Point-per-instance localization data

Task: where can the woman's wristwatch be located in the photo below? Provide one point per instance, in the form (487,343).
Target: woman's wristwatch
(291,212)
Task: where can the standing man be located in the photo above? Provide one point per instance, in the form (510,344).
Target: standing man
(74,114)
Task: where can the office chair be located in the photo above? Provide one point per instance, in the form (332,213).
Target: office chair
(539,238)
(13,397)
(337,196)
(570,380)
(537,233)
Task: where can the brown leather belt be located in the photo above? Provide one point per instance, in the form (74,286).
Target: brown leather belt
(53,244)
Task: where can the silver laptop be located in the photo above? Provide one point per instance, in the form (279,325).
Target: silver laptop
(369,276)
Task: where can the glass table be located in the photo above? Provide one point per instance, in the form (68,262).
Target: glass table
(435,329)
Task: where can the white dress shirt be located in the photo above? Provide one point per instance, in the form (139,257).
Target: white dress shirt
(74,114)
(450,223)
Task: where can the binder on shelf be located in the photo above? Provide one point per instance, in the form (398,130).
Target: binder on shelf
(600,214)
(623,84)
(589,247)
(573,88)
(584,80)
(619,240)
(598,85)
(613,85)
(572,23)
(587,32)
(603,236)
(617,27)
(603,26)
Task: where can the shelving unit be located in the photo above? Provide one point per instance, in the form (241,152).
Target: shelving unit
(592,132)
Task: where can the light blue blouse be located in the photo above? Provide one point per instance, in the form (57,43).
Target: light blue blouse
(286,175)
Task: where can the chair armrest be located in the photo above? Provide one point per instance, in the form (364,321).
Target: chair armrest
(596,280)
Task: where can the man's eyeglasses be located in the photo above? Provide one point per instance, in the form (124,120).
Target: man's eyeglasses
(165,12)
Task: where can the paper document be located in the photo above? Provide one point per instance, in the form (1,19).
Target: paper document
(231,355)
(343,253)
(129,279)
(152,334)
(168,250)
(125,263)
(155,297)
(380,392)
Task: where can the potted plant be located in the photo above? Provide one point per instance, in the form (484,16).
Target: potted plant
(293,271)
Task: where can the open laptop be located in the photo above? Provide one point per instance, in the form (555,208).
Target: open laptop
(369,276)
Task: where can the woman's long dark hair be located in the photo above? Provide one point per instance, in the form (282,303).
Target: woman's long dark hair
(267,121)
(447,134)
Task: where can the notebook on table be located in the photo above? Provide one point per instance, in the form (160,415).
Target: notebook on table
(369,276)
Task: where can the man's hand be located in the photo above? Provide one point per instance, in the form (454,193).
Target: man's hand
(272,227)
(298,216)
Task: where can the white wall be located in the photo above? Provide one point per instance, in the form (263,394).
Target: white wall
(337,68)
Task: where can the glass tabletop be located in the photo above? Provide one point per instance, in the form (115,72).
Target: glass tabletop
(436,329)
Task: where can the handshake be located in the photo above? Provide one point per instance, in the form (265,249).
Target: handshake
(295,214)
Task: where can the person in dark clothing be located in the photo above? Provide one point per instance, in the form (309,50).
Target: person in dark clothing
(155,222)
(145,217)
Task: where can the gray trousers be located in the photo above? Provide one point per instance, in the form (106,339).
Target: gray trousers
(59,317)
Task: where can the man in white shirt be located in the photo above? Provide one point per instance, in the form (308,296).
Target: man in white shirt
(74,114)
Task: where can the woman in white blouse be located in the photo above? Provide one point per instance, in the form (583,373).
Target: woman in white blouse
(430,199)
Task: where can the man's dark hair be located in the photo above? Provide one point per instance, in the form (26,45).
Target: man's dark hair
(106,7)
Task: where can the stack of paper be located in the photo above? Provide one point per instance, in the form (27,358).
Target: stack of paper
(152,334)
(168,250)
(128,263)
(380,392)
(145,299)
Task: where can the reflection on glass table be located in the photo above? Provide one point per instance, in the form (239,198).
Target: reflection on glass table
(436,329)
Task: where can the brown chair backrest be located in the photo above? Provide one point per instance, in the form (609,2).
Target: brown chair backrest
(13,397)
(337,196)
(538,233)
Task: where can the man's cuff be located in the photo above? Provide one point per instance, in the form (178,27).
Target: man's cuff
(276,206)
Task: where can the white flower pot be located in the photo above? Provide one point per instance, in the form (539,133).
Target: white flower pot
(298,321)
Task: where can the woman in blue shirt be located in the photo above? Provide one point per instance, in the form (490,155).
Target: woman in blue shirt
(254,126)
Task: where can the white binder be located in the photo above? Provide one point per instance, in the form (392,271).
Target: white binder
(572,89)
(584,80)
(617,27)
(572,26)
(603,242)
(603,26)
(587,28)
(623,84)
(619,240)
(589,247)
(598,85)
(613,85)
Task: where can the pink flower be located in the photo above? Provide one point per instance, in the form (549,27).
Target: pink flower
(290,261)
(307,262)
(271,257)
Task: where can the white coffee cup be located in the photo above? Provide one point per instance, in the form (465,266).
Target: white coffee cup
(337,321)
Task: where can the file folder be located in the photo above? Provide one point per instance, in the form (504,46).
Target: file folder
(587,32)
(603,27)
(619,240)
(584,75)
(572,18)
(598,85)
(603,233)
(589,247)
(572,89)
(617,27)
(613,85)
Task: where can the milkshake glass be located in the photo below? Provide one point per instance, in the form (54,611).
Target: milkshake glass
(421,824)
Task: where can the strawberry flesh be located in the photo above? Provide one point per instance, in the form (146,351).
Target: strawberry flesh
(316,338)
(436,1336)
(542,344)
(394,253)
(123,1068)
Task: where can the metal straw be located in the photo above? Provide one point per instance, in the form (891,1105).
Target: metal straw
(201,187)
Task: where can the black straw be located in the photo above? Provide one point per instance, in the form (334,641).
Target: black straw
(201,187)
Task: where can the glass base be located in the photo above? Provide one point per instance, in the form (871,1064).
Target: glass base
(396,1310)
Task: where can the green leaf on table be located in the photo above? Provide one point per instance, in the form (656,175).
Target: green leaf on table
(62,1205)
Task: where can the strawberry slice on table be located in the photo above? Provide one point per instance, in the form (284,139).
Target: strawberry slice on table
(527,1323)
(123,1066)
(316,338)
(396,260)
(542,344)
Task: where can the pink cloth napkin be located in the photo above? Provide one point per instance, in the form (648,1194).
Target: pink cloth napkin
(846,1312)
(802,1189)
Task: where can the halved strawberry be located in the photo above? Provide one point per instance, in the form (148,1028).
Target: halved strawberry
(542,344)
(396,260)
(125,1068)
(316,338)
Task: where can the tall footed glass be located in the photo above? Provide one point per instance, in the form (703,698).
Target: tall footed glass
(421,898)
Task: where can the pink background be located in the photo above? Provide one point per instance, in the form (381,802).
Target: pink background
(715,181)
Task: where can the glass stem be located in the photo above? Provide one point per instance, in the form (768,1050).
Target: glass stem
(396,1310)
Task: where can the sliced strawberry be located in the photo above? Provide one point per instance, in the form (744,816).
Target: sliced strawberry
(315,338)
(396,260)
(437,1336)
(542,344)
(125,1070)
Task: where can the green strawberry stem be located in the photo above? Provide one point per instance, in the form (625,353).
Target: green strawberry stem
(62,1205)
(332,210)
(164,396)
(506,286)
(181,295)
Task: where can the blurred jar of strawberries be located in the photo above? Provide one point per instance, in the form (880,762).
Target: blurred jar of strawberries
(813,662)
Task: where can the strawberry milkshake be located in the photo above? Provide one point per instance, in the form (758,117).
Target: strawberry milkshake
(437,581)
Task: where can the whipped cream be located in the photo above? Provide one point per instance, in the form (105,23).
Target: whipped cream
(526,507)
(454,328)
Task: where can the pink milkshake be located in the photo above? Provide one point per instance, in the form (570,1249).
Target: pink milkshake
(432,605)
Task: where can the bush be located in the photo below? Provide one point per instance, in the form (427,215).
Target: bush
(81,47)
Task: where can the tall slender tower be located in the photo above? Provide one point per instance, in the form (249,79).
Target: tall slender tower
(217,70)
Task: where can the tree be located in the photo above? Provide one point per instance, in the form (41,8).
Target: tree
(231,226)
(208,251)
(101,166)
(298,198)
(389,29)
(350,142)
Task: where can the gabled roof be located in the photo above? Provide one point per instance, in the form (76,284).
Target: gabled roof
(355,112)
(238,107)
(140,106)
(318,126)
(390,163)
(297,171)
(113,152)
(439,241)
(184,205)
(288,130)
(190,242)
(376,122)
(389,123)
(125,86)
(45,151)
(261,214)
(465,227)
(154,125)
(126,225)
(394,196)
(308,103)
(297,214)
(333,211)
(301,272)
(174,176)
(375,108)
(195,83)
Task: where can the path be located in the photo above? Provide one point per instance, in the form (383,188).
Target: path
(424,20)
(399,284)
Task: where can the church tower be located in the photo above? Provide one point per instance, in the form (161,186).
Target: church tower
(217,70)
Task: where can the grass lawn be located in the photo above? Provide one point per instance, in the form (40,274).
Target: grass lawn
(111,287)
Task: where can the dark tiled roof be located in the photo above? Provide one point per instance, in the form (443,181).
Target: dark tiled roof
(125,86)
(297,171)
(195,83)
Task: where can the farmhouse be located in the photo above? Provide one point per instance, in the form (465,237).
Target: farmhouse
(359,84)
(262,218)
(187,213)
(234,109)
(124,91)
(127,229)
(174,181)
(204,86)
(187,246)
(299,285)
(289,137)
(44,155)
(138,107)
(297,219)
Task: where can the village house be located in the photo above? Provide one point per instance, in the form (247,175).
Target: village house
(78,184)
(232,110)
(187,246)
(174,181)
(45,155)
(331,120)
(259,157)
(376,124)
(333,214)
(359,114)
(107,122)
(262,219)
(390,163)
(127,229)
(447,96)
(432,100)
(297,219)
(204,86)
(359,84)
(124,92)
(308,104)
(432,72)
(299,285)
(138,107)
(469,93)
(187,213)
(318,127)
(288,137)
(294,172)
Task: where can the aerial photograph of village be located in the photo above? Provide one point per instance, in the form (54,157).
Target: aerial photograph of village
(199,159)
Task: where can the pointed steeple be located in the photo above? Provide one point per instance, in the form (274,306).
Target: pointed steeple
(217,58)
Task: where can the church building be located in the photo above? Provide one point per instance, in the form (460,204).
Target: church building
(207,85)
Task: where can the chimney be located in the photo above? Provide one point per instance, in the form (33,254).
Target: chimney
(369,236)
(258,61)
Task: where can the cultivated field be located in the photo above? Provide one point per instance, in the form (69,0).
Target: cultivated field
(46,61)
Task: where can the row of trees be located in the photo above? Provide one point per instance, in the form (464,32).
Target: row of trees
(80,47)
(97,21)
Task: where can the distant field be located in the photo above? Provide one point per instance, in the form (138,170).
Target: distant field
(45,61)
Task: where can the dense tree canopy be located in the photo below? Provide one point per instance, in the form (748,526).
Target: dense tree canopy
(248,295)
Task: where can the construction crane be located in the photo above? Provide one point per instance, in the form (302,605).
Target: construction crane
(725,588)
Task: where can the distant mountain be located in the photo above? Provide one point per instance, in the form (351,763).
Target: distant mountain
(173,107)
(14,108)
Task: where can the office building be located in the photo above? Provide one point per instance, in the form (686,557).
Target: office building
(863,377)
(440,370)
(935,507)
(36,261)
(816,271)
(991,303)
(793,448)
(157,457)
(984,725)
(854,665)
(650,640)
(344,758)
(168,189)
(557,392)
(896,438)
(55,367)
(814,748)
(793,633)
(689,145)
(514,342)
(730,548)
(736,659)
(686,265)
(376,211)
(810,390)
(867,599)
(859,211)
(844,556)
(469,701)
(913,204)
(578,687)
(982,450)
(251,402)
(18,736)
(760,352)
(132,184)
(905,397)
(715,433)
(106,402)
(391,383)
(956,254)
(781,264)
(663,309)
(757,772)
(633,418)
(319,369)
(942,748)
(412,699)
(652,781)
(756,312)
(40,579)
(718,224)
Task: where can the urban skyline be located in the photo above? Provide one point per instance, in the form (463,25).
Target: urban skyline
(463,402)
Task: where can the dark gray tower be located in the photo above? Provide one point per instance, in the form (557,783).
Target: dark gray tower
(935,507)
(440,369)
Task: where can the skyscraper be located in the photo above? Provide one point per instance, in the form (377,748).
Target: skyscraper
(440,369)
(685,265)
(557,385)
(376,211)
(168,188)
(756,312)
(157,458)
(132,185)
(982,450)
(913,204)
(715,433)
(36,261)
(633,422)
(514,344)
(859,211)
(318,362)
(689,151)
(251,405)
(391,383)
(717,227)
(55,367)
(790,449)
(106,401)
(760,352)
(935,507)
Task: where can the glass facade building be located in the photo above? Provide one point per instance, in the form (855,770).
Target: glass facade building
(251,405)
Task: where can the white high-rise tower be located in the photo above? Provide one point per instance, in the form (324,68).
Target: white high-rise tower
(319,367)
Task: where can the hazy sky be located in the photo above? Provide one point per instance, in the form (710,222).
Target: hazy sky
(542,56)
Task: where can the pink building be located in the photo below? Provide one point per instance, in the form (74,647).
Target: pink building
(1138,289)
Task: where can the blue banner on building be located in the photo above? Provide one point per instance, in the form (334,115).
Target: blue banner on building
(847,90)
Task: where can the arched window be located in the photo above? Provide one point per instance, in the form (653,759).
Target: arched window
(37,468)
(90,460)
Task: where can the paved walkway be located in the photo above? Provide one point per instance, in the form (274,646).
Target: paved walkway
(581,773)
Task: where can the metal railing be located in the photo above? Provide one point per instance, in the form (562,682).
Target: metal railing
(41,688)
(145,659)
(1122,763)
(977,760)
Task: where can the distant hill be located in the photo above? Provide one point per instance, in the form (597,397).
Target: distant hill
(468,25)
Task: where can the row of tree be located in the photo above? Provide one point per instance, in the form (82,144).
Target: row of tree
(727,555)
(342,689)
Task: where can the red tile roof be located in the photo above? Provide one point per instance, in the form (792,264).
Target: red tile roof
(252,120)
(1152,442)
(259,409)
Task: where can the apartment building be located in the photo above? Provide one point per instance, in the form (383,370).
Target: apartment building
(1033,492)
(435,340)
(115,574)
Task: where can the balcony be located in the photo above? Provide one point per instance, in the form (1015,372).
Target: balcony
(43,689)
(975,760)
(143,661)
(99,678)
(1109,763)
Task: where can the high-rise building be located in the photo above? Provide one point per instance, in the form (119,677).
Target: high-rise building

* _WHAT TO DO_: Only a number belongs in the answer: state how many lines of the entries above hold "below".

* _WRITTEN REPLY_: 5